### Passage to read
** Begin **

I have been an active member of the NUT for years now. I never planned to be political. I thought I would get a job as an English teacher, go to work every day, come home, be with the family, mark stuff, plan lessons, go to pubs, watch bands, and my daytime job would be mostly to empower the young people of Seacroft and Gipton [Leeds] to believe in themselves. Then Spooner got in the way. He kept giving me little resposibilities. And a few years later, I had left English teaching, been  2ic this and ic that, and was now in 1992 Head of the Faculty of Expressive Arts. Also, as Head of Music, I already  had candidates routinely taking GCSE Music with steelpans as their main instrument, and the Foxwood Steel Band was a regular feature at all the local summer fairs.

In 1995 Ofsted gave us at Foxwood School a good report, but the exam League tables had spotted that our “inner-city” [and read that anyway you like] weren’t making the grades. Shame on them, Leeds City Council closed us.

** End **

### Directions
(1) In the memoir, switch "Leeds City Council" to "the local authority" and give the stretch from "In 1995 Ofsted" through "Council closed us." again with that change.
(2) Condense the memoir's paragraph beginning "I have been an active member of the NUT" into a shorter version that keeps its main facts.
The lines that follow are separate material and are not connected to the memoir.

### Recorded data
** Begin **

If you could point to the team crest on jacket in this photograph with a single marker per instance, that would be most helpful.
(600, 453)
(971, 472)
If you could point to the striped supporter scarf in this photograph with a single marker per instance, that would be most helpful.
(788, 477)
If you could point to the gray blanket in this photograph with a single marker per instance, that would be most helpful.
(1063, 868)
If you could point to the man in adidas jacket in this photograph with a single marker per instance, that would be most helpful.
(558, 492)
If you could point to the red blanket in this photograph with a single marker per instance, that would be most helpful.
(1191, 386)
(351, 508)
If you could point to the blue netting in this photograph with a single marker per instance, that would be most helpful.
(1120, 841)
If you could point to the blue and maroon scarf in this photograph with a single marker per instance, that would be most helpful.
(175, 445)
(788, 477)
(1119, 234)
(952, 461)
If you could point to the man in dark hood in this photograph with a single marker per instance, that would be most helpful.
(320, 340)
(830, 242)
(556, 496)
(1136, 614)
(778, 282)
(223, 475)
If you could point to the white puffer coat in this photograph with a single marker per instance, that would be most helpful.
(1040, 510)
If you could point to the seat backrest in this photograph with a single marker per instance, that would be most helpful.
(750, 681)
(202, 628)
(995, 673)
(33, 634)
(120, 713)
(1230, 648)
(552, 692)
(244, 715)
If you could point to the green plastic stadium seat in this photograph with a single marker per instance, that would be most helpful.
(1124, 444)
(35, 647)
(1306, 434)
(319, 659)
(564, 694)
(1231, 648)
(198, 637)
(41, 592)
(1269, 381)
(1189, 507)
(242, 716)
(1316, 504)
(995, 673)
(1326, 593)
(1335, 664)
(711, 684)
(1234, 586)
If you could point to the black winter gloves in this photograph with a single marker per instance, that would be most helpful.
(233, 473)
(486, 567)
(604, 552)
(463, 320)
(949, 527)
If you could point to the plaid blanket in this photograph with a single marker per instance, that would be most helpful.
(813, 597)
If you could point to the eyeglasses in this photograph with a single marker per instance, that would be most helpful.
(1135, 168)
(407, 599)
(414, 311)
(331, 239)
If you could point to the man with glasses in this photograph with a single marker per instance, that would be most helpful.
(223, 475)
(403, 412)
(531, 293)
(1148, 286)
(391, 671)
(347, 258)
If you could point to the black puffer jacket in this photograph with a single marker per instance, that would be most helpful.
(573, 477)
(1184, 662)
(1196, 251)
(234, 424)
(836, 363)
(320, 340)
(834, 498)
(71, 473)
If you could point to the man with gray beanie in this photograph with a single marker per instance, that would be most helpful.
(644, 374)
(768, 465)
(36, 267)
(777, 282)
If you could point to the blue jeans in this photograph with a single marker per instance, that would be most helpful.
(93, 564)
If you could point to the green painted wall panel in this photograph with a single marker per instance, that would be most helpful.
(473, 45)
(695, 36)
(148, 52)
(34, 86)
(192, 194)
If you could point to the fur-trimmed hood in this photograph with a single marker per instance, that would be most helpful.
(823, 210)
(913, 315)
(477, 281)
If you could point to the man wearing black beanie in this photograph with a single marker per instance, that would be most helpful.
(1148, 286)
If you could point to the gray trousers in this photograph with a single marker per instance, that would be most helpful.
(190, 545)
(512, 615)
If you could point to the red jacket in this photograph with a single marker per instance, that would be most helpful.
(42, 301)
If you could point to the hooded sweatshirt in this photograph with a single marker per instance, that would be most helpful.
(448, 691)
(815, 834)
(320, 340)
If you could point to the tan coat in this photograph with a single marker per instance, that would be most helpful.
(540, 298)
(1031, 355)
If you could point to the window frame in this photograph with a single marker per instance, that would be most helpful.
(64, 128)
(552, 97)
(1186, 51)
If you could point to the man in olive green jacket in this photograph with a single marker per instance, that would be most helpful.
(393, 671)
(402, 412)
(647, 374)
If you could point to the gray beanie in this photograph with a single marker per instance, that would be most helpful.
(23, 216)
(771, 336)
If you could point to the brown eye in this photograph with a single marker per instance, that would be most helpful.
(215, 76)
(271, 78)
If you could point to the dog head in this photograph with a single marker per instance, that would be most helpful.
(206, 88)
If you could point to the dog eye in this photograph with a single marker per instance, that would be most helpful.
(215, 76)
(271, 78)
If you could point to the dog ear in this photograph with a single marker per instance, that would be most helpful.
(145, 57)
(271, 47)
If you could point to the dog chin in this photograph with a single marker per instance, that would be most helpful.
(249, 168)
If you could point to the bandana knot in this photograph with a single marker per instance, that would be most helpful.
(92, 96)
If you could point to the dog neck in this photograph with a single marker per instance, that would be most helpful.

** End **

### Worked answers
(1)
In 1995 Ofsted gave us at Foxwood School a good report, but the exam League tables had spotted that our “inner-city” [and read that anyway you like] weren’t making the grades. Shame on them, the local authority closed us.

(2) I have long been an active NUT member, though I never meant to be political. I expected to teach English, enjoy family life, pubs and bands, and help the young people of Seacroft and Gipton in Leeds believe in themselves. Instead, Spooner kept giving me small responsibilities. Within a few years I had left English teaching, held several posts, and by 1992 was Head of the Faculty of Expressive Arts. As Head of Music, I already had candidates routinely taking GCSE Music with steelpans as their main instrument, and the Foxwood Steel Band appeared regularly at local summer fairs.